- [Work order] The response must consist of all the records, retyped exactly.

Stored data entries:

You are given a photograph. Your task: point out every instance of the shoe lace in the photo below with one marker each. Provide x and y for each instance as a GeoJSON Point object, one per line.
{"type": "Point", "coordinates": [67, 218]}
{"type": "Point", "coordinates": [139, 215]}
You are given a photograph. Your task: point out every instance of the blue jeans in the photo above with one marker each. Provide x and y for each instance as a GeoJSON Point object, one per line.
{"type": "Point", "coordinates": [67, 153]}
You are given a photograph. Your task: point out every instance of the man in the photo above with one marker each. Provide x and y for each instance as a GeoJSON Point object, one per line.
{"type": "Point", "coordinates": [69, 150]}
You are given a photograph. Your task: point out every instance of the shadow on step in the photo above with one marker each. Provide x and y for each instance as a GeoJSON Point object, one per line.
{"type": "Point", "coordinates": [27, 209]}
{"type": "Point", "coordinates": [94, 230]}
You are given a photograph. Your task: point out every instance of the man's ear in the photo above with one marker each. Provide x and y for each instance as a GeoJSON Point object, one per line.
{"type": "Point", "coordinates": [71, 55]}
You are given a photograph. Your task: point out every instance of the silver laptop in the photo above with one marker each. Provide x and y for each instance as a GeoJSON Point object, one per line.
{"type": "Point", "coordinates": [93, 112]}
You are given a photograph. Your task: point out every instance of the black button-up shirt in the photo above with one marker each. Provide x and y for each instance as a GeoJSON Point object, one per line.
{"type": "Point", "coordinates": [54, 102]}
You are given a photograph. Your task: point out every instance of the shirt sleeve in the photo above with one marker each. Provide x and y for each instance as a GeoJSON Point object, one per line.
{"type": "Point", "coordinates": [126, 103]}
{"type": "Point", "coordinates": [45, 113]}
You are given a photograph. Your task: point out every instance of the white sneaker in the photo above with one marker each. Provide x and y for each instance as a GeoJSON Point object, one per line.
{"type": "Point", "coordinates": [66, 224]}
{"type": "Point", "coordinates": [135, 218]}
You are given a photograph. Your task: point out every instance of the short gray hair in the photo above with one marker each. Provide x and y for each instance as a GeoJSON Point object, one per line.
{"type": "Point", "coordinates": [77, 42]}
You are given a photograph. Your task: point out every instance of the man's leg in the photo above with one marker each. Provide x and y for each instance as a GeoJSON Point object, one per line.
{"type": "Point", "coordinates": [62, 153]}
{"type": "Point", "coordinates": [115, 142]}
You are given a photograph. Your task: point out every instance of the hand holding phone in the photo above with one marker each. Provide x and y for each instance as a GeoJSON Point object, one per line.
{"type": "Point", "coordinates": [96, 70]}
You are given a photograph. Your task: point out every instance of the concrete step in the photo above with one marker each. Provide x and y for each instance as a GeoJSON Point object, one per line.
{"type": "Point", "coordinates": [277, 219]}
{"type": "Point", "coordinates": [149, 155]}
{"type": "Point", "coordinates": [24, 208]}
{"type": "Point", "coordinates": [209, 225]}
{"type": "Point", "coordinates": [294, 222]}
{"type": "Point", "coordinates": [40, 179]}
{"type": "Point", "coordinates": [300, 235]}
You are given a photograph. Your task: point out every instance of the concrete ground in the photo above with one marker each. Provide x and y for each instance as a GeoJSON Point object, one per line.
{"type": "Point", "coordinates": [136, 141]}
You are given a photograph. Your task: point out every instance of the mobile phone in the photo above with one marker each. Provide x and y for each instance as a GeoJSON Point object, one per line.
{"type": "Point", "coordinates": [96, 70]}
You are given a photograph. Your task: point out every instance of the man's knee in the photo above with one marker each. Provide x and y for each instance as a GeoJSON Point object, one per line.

- [Your solution]
You are given a photograph. Your task: point out every instance of the shoe lace in the photo below with one marker each. Provide x and y for each instance as a GeoJSON Point object, one per line.
{"type": "Point", "coordinates": [67, 218]}
{"type": "Point", "coordinates": [139, 215]}
You are given a photograph. Your task: point out every instance of the blue jeans in the photo above with one marker each. Provide x and y for each instance as a GeoJSON Point object, one per line.
{"type": "Point", "coordinates": [67, 153]}
You are given a photograph. Your task: point out every instance of the man in the photo above with one marker each. Provide x and y for each instance as a GeoJSON Point object, one per line.
{"type": "Point", "coordinates": [69, 150]}
You are given a photograph. Your task: point out every instance of the shadow on step in the photo above with one marker each. Provide x and y for each instance as a GeoJSON Point object, one per line.
{"type": "Point", "coordinates": [27, 209]}
{"type": "Point", "coordinates": [94, 230]}
You are given a photograph. Your task: point out every instance of the man's ear in the photo above with one marker each. Provide x and y for each instance as a GeoJSON Point object, one per line.
{"type": "Point", "coordinates": [71, 55]}
You are given a photograph. Your task: point out every instance of the silver laptop in the photo above with one marker each. Provide x and y for each instance as a GeoJSON Point object, one per line.
{"type": "Point", "coordinates": [93, 112]}
You are given a photograph. Your task: point out every instance of the black button-up shirt in the photo above with one marker each. Provide x and y for each instance as a GeoJSON Point object, one per line.
{"type": "Point", "coordinates": [54, 102]}
You are given a photograph. Your task: point out every instance of the shirt sleeve in the photo above with one marker each. Provide x and y for each instance as a GeoJSON Point object, one per line.
{"type": "Point", "coordinates": [126, 103]}
{"type": "Point", "coordinates": [45, 113]}
You are given a photograph. Your task: point out every instance of the white sneaker in the photo above with one marker each. Provide x and y for each instance as a GeoJSON Point object, one per line.
{"type": "Point", "coordinates": [66, 224]}
{"type": "Point", "coordinates": [135, 218]}
You are given a photograph. Your task: point out every instance of the short gray hair in the photo above with one marker each. Provide x and y for each instance as a GeoJSON Point object, one per line.
{"type": "Point", "coordinates": [77, 42]}
You are given a photograph. Your task: point out every instance of the man's leg in the photo above with one marker each. Provide x and y for each instance as a GeoJSON Point object, one per line.
{"type": "Point", "coordinates": [62, 153]}
{"type": "Point", "coordinates": [115, 142]}
You are given a photograph. Your task: point out every instance of the hand holding phone in the photo above with one marker each. Provide x and y for each instance as a GeoJSON Point object, one per line.
{"type": "Point", "coordinates": [96, 70]}
You are given a photograph. Your task: point out every instance of the concrete step in the photo above with one marker each. Provide x and y for each instance as a GeoJSON Point object, one per line.
{"type": "Point", "coordinates": [277, 219]}
{"type": "Point", "coordinates": [149, 155]}
{"type": "Point", "coordinates": [24, 208]}
{"type": "Point", "coordinates": [209, 225]}
{"type": "Point", "coordinates": [294, 222]}
{"type": "Point", "coordinates": [40, 179]}
{"type": "Point", "coordinates": [300, 235]}
You are given a photograph. Your task: point out every instance of the concrete ground in the photo above with one marker each. Provide x and y for each instance as a GeoJSON Point object, one per line.
{"type": "Point", "coordinates": [136, 141]}
You are given a photograph. Your task: point out every instance of the mobile phone in the photo above with one marker each. Provide x and y for each instance as a GeoJSON Point object, one per line.
{"type": "Point", "coordinates": [96, 70]}
You are given a photograph. Your task: point out every instance of the man's knee in the photo above with one marker each. Provide x and y for each instance as a GeoJSON Point object, one per line.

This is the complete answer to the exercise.